• [REQUESTS]:
**A)** Can you quote the passage about Dr. Swamy's interview from "Hold it there, my" up to and including "understand the answer."?
**B)** Could you condense the paragraph of the passage about Dr. Swamy's interview that begins "Dr. Swamy is not, in the slightest part of his mind" into a short bulleted list of its main facts?

• [PASSAGE]:
Hold it there, my ignorant radical leftist screwballs, be honest for once, and try to understand the elaborated position of Dr. Swamy, which he has been reiterating in the house and the media like a beating drum. In the description of the YouTube video, Vice writes that this video clip is part of an investigation to the ‘growing fear that Hindu supremacism may undermine secularism and relegate India’s Muslims into second-class citizens.’ That is justified, right? After all, in the video, Dr. Swamy answers a question by saying, “There is no such thing as equal rights, they are not in a[n] equal category” while referring to illegal Muslim immigrants from Pakistan, Bangladesh, and Afghanistan. Whether this is ignorance of the journalist asking the questions or her mere leftist hypocrisy, she has failed to understand the answer.

Dr. Swamy is not, in the slightest part of his mind, trying to suggest that Muslims are inferior to Hindus in India. Nor is he asserting that a Muslim immigrant is inferior to a non-Muslim immigrant. He simply said that they are not in an ‘equal category,’ so as to say, that inequality does not necessarily mean subordination; it is just different. Non-Muslim Immigrants from Pakistan, Afghanistan, and Bangladesh come to India for a fundamentally different situation and reason. So putting them in the same category as Muslim immigrants from the three countries is misleading to the constitution. It is understood that non-Muslims flee the three countries for avoiding religious persecution i.e. for being non-Muslims. Whereas, the same standard cannot be applied to the immigrating Muslims, as they will not be persecuted for following their religion i.e. being Muslims in the 3 countries. And Dr. Swamy tries to explain his position but was interrupted by the interviewer, so now we cannot know whether he was allowed to elaborate because the clip is trimmed.

• [Annotation entries]:
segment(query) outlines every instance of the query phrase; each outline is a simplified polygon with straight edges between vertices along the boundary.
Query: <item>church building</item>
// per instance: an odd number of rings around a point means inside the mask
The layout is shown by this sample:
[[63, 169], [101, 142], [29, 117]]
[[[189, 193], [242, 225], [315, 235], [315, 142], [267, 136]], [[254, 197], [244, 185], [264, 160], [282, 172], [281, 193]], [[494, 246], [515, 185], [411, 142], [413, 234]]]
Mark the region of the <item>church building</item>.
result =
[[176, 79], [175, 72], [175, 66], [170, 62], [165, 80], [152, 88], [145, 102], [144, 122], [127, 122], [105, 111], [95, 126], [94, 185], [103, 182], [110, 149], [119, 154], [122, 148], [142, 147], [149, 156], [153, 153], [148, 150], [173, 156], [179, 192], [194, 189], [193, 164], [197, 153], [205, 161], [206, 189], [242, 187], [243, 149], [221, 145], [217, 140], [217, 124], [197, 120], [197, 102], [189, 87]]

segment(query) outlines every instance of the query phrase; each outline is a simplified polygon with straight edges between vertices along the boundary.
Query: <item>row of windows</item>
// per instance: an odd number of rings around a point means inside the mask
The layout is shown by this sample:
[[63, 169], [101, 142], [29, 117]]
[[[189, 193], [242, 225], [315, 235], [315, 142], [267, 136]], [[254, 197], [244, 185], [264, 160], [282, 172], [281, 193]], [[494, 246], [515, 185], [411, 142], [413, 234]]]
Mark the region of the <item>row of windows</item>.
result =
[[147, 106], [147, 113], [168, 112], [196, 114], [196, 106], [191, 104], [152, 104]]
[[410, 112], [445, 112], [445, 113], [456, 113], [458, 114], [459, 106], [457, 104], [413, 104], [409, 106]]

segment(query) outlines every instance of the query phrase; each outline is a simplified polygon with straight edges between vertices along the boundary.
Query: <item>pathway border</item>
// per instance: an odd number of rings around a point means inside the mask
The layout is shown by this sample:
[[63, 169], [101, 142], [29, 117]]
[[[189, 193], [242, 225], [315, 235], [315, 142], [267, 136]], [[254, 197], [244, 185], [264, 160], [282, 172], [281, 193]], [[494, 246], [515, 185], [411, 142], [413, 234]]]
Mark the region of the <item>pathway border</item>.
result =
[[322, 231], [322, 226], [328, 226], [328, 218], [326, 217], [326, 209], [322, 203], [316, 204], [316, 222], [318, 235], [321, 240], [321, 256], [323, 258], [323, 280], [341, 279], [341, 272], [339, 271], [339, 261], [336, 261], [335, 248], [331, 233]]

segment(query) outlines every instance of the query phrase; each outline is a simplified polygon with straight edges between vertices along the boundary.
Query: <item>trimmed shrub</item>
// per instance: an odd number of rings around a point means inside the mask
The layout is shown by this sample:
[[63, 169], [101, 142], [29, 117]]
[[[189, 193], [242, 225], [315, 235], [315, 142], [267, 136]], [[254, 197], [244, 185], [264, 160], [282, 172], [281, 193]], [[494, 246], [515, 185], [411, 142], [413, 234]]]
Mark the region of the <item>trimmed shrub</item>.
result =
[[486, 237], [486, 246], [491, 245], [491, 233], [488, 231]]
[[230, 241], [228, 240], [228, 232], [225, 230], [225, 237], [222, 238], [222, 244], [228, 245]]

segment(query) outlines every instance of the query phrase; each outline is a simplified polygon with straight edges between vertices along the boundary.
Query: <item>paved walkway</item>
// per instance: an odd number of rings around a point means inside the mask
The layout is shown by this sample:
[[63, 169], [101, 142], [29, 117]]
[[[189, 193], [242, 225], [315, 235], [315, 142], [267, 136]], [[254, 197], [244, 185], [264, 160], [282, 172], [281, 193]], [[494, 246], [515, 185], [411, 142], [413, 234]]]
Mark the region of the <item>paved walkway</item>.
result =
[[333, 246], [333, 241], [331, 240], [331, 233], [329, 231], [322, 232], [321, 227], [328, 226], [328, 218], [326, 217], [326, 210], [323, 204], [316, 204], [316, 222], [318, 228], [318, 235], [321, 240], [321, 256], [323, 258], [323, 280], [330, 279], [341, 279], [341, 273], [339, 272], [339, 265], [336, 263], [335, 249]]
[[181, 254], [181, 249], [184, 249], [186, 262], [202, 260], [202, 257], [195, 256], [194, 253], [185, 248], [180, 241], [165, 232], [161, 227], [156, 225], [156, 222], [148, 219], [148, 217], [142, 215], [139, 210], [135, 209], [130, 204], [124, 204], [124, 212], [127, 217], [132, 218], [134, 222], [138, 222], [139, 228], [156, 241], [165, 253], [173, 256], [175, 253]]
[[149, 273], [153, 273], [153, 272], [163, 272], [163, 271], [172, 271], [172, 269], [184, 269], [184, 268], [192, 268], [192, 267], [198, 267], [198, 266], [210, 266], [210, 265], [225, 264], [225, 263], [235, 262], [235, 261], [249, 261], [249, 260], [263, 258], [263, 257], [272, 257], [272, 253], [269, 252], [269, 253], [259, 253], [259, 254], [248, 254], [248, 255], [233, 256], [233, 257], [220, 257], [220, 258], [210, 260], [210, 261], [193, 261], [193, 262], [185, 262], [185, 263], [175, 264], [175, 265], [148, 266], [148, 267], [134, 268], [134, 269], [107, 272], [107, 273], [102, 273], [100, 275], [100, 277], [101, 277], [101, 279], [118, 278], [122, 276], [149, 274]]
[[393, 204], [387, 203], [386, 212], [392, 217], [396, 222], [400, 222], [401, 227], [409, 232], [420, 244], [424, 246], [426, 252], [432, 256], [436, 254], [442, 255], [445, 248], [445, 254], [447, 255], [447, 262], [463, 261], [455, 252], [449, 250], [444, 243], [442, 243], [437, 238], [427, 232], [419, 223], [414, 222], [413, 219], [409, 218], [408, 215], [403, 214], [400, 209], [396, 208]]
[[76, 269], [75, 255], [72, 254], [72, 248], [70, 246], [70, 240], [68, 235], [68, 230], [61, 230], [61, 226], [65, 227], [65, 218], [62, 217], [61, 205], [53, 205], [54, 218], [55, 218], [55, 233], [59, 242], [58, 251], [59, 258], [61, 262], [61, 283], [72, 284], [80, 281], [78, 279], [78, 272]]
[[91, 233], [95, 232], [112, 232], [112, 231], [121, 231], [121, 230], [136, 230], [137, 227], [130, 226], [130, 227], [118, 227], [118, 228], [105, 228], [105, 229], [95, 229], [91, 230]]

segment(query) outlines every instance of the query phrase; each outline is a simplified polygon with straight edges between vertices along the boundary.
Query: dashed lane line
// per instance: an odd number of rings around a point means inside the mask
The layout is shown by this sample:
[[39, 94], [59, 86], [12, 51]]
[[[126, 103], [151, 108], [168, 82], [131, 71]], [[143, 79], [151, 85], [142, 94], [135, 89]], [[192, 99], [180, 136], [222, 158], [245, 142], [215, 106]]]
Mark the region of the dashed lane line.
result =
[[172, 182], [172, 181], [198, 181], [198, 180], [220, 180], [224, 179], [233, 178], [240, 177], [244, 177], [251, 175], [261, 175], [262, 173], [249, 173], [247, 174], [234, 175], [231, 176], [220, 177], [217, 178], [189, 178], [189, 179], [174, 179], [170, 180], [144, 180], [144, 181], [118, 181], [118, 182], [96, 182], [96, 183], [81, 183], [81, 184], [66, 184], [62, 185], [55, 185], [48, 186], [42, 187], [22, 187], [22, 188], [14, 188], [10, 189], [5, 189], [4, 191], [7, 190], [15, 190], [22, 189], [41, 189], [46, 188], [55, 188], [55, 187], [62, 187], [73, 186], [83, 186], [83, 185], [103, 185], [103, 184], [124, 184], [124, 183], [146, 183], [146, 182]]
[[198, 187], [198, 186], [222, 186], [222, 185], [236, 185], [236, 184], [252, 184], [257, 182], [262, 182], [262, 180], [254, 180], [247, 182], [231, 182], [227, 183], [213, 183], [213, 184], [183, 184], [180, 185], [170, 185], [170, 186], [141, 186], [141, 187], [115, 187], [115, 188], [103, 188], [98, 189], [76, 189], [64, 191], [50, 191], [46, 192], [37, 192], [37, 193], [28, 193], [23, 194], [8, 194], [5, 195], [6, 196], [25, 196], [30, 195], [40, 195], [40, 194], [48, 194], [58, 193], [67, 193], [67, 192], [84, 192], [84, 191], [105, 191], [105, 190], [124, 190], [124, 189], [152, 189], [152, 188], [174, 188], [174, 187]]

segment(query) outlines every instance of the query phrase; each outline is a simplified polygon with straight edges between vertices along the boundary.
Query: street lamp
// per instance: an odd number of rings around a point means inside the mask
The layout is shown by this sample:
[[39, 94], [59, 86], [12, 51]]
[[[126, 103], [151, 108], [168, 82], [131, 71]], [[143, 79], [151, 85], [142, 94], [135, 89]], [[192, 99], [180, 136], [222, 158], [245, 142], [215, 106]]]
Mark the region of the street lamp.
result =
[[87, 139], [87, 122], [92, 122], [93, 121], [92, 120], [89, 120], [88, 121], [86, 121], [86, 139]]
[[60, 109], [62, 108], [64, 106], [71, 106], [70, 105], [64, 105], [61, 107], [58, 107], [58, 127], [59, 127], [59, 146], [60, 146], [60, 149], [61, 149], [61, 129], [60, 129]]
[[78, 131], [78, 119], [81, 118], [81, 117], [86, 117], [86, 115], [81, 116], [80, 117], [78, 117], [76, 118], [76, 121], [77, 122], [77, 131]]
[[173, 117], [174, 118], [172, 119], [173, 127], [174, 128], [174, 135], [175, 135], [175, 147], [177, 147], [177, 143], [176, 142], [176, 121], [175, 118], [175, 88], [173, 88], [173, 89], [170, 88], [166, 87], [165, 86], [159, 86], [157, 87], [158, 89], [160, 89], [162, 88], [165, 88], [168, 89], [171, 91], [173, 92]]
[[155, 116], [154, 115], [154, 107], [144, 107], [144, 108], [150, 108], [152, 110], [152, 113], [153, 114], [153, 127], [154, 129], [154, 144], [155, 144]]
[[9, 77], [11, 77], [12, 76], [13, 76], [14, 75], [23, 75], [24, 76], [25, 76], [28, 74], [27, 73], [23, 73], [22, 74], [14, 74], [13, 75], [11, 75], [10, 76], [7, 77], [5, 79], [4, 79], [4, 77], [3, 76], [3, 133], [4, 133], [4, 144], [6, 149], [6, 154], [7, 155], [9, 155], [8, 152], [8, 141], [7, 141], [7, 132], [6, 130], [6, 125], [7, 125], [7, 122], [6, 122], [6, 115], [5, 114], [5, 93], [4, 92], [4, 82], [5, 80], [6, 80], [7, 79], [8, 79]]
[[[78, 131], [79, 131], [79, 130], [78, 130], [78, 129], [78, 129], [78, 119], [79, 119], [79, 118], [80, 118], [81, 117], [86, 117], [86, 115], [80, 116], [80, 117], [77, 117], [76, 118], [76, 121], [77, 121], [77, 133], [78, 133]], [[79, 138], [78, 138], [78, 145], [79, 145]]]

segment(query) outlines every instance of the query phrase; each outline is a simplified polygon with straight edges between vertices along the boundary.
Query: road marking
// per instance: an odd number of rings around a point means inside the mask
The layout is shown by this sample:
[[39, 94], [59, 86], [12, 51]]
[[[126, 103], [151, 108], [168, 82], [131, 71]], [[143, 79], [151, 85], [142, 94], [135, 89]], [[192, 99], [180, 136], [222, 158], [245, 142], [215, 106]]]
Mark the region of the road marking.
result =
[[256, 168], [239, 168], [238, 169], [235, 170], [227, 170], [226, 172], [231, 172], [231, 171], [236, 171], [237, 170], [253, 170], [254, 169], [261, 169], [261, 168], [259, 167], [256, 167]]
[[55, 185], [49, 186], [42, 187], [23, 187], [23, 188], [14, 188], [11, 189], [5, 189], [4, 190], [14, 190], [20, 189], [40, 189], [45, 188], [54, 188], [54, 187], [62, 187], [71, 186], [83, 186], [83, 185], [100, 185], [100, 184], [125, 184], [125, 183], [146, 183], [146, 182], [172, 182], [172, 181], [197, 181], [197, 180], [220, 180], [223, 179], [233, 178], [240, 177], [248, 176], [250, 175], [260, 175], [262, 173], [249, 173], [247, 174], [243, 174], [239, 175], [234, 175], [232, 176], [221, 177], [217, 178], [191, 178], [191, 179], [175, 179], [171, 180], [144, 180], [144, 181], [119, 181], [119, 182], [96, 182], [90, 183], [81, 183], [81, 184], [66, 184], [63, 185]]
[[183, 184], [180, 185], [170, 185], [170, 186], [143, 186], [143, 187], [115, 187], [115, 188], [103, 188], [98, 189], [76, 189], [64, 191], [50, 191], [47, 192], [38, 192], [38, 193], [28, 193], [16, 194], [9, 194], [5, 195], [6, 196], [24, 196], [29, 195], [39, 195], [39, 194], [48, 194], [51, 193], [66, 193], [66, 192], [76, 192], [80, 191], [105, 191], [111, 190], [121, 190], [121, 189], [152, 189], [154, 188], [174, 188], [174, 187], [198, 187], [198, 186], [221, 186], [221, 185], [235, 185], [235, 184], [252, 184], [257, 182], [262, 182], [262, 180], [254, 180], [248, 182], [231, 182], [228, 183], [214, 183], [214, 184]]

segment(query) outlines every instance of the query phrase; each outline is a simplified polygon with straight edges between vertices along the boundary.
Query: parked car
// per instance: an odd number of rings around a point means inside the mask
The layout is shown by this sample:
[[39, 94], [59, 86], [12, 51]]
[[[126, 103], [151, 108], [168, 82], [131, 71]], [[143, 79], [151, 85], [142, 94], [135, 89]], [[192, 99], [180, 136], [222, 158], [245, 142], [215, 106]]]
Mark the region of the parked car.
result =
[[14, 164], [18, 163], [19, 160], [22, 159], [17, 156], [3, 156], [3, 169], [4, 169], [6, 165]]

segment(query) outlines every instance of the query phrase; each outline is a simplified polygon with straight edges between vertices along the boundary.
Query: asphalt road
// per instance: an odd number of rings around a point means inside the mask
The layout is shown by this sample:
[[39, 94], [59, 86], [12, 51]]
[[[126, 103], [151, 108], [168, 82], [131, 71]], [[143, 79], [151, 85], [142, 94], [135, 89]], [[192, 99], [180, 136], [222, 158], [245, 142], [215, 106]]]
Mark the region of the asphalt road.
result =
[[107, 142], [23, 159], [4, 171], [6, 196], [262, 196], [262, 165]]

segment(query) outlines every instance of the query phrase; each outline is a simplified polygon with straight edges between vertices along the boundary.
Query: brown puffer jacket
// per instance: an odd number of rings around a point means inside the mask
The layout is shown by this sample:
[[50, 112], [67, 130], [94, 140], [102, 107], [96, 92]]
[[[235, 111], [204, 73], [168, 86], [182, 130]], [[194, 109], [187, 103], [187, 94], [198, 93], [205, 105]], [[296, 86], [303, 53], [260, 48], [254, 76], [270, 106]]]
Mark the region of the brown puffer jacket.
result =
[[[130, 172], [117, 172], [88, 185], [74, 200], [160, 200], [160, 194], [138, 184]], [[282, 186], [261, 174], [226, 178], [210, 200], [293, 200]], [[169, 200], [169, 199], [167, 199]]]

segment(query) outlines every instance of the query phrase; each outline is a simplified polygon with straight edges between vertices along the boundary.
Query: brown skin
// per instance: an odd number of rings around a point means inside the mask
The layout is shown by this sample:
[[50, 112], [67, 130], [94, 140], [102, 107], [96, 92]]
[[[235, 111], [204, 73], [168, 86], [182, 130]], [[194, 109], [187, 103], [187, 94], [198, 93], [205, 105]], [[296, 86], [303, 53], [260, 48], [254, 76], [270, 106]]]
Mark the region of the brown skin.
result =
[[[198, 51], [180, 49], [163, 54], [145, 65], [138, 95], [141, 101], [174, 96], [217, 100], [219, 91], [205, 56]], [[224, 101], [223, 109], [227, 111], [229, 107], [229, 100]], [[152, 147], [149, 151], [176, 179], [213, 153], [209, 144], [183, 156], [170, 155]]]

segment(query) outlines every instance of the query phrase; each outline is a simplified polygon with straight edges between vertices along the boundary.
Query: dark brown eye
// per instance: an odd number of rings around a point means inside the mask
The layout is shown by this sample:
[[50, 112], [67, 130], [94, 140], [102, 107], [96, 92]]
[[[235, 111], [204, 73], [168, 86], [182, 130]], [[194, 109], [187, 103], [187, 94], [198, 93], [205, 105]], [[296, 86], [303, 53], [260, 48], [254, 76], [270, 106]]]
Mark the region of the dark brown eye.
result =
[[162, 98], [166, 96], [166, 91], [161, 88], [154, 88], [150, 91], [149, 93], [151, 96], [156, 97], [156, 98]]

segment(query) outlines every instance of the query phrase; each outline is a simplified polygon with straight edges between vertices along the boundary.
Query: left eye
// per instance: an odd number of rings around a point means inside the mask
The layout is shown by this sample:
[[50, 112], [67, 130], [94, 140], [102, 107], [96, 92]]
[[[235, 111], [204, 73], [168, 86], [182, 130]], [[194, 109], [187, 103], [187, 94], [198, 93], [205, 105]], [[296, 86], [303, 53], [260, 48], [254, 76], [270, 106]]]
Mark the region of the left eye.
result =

• [REPLIES]:
**A)**
Hold it there, my ignorant radical leftist screwballs, be honest for once, and try to understand the elaborated position of Dr. Swamy, which he has been reiterating in the house and the media like a beating drum. In the description of the YouTube video, Vice writes that this video clip is part of an investigation to the ‘growing fear that Hindu supremacism may undermine secularism and relegate India’s Muslims into second-class citizens.’ That is justified, right? After all, in the video, Dr. Swamy answers a question by saying, “There is no such thing as equal rights, they are not in a[n] equal category” while referring to illegal Muslim immigrants from Pakistan, Bangladesh, and Afghanistan. Whether this is ignorance of the journalist asking the questions or her mere leftist hypocrisy, she has failed to understand the answer.

**B)**
- Dr. Swamy is not suggesting that Muslims are inferior to Hindus in India, or that Muslim immigrants are inferior to non-Muslim immigrants.
- By saying they are not in an "equal category," he means that inequality is difference, not subordination.
- Non-Muslim immigrants from Pakistan, Afghanistan, and Bangladesh come to India for fundamentally different reasons, so grouping them with Muslim immigrants from those countries is misleading to the constitution.
- Non-Muslims flee those three countries to avoid religious persecution, while Muslims there are not persecuted for their religion.
- The interviewer interrupted Dr. Swamy's explanation, and because the clip is trimmed, it cannot be known whether he was allowed to elaborate.